# Issue with property left to myself and sibling



## McD1978 (3 May 2012)

Hi All,

Firstly want to say what a great site this is.  I’ve had some great advice from people here both recently and in the past.  I’m hoping someone may be able to offer some advice on something that’s become a real worry lately – I’ll try to keep the story short.
A house was willed to me and my only sibling a little over a year ago.  All paperwork to do with the will is done and dusted, no issues there.  My brother didn’t own any property so I offered to sell him my half of the property but he wasn’t interested.  So I placed the property on the market and myself and my wife looked after the maintenance of the house at our own cost (My brother never got involved or offered anything towards the cost of maintenance).  At the turn of this year, my brother approached me saying he was reconsidering purchasing the house outright and asked if he could move in straight away.  I had no issue with this and took the house off the market.  He moved in early this year and we came to a “gentleman’s” agreement that he’d sort out buying me out within 12 months otherwise the house would go back on the market.  My problem now is that since he has moved into the house, he is not maintaining the property to a decent standard.  He’s letting grass grow wild, hedges and weeds overgrow and even basic cleaning inside the house is being neglected. (I’m not a clean freak or anything but letting cobwebs hang from every room in the house is a bit much.)   I called down last weekend to do the gardening and he just sat indoors playing video games while I did the work.  My worry now is that he’s just living in the house to escape paying rent/mortgage anywhere else and has no intention of buying out my half of the property – I’m afraid if I leave the situation as is, and if the house is ever placed on the market again it will have deteriorated so much that it’ll never sell.  I tried to ask my brother to perhaps look after the place a little better as it’s still part of my inheritance until he buys me out but was told where to go in no uncertain terms.  Any advice on the situation would be greatly welcomed.


----------



## Bronte (3 May 2012)

Based on your post, your brother is lazy, has no intention of maintening the house and sees it as a cheap place to live while you do all the running around and worry. His response to you, after you allowed him stay there rent free says it all. But you are enabling him.

## Instructions:
a – In the forum thread about the inherited house, what was the brother doing while the original poster did the gardening last weekend?
b – Pull out everything in the forum thread about the inherited house from "Based on your" down to "are enabling him.", copying it word for word.

## Record set:
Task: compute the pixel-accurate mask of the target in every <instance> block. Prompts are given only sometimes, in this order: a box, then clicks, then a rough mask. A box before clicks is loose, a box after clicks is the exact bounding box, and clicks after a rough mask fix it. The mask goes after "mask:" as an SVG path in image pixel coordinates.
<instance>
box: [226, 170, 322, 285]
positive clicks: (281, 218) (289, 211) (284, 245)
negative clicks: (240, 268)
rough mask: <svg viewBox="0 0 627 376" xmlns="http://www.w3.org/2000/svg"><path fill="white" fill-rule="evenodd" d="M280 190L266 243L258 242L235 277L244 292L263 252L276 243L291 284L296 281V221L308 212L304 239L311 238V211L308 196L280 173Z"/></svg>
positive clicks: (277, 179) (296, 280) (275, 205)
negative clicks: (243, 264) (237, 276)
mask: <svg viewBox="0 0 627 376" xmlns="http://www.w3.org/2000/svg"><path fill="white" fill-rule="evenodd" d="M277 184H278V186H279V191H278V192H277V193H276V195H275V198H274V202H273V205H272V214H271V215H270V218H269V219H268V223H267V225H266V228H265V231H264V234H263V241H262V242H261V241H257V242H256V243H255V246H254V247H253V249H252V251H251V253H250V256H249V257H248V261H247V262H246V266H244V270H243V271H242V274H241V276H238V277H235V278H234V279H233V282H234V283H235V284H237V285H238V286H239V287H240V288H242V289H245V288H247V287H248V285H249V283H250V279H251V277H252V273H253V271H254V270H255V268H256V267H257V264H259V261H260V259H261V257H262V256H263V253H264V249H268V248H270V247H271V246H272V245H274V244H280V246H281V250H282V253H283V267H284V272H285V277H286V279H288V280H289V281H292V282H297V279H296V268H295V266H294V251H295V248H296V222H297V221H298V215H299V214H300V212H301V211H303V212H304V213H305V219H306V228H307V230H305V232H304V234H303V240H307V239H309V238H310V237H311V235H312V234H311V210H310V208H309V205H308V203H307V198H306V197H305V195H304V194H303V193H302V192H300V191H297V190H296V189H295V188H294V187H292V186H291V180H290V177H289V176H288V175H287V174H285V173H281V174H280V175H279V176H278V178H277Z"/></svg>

## Solutions to the tasks:
a – He sat indoors playing video games.

b –
Based on your post, your brother is lazy, has no intention of maintening the house and sees it as a cheap place to live while you do all the running around and worry. His response to you, after you allowed him stay there rent free says it all. But you are enabling him.